## DIRECTIONS FOR THIS TASK
Which lines below contain the word "white"? Copy each of them out in full.

## GIVEN DATA

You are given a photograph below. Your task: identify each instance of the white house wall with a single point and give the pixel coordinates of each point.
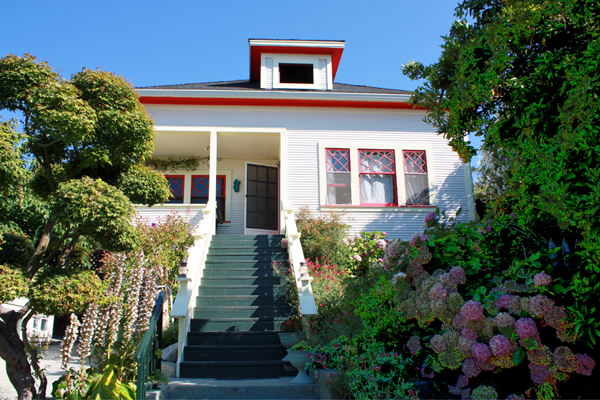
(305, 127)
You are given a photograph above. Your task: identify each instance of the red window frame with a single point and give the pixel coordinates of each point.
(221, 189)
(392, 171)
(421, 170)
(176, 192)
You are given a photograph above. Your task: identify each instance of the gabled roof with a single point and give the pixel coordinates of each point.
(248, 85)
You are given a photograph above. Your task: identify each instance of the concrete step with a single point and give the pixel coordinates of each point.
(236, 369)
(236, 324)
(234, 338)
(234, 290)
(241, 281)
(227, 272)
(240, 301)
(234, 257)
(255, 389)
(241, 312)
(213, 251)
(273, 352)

---

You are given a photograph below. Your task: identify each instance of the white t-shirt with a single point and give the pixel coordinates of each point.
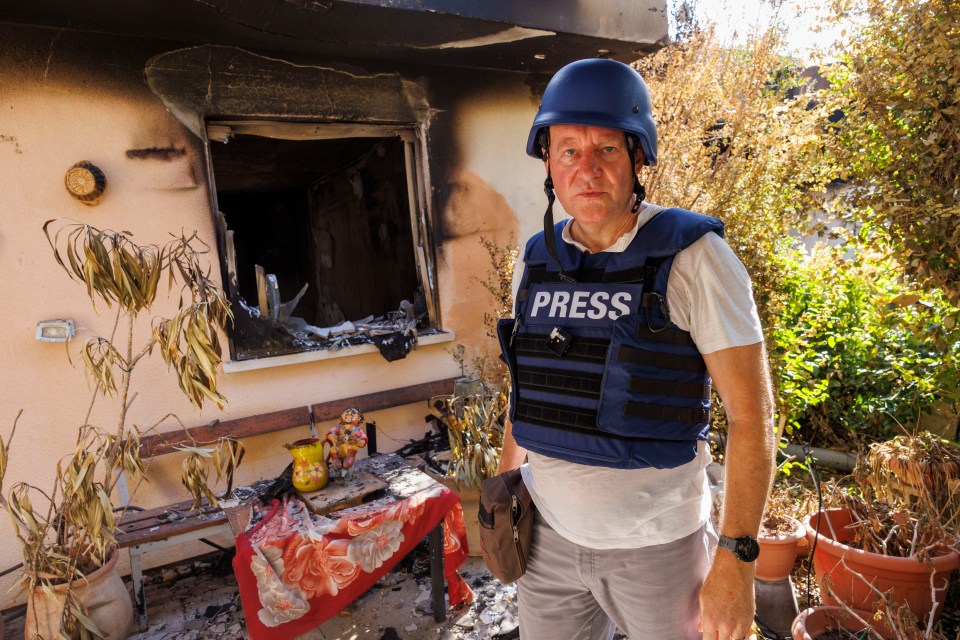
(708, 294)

==

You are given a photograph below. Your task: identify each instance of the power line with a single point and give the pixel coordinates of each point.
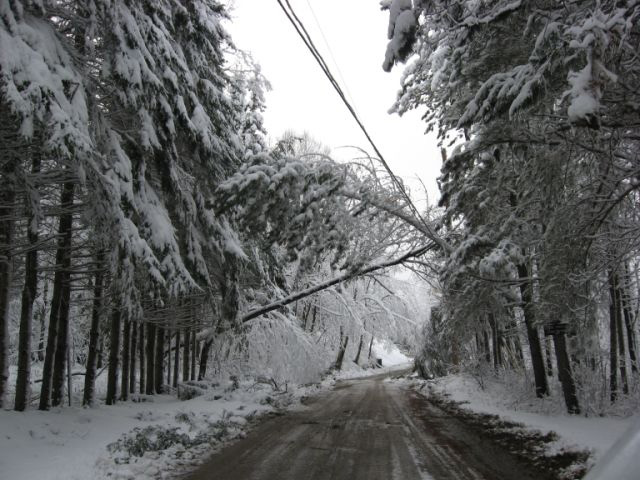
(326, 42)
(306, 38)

## EXERCISE RESPONSE
You are given a photograph below. Your task: identify each instance of the white house wall with a single point and give the pixel coordinates of each point.
You are given a photograph below. Your task: identify each instance of the white t-shirt with a single point and give the pixel coordinates of each point.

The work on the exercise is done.